-- Document section follows --

One aspect of our fine kingdom that endlessly fascinates me is our National Health Service. Established after World War II, it originally aimed to provide basic (if universal) healthcare, but today, it has grown into the world’s fourth-largest direct employer. In the first full year of its operation, the Government spent £11.4bn on health in the UK (including vast one-off setup costs), whereas last year, it spent £126 billion on an already-established infrastructure. We spend almost as much on the NHS as we do on pensions, and far more than we do on education, yet the health service is constantly being described as under-funded. It has become all-consuming, a ravenous monster that swallows as much money as we can shovel at it, and this poses a simple question – why are our Accident and Emergency wards such shambolic places?
The other day, my dearly beloved managed to twist her ankle. When she tried to stand up, the pain was so severe that she passed out, collapsing face-first onto a metal staircase. Cue an anguished 999 call, a hastily-dispatched ambulance and a race to the A&E ward of our local hospital. So far, so good. Except, once she’d been checked in, she was then left on a hospital trolley, concussed and bleeding from an open wound, for a full three hours before anyone bothered to see her or administer treatment.

-- Document section concluded --
-- Data section follows --

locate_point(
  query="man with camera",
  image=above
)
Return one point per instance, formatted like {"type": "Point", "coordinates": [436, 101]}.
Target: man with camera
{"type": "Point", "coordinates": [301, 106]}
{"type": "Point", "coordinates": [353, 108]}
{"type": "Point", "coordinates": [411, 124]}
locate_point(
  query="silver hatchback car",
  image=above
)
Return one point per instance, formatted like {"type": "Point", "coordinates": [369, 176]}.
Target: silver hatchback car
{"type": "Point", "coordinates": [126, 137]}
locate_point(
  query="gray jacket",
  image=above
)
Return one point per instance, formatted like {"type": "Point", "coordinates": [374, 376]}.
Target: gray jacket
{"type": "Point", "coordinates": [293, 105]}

-- Data section concluded --

> _Exercise A_
In the text about the NHS, how long was the writer's partner left on a hospital trolley before anyone saw her or treated her?
> _Exercise B_
Resume the text about the NHS, starting right after its final sentence.
The lines play no part in this.

> _Exercise result A_
She was left there for a full three hours.

> _Exercise result B_
Why? There were plenty of (presumably junior) nursing staff, milling around the individual bays that surrounded a central observation desk. The desk itself was piled high with idle computers and flat-screen monitors that endlessly played screensavers. There was, as there always is in hospital, someone incessantly walking back and forth holding a bundle of papers whilst actually doing nothing. Nobody was in a hurry and some of those bays were clearly empty. And yet hours rolled by without a doctor or consultant bothering to inspect someone who had already confirmed her necessity for treatment by being completely unable to walk, arriving in an ambulance, vomiting repeatedly in response to concussion and shock, and bleeding from an open wound for hour after agonising hour.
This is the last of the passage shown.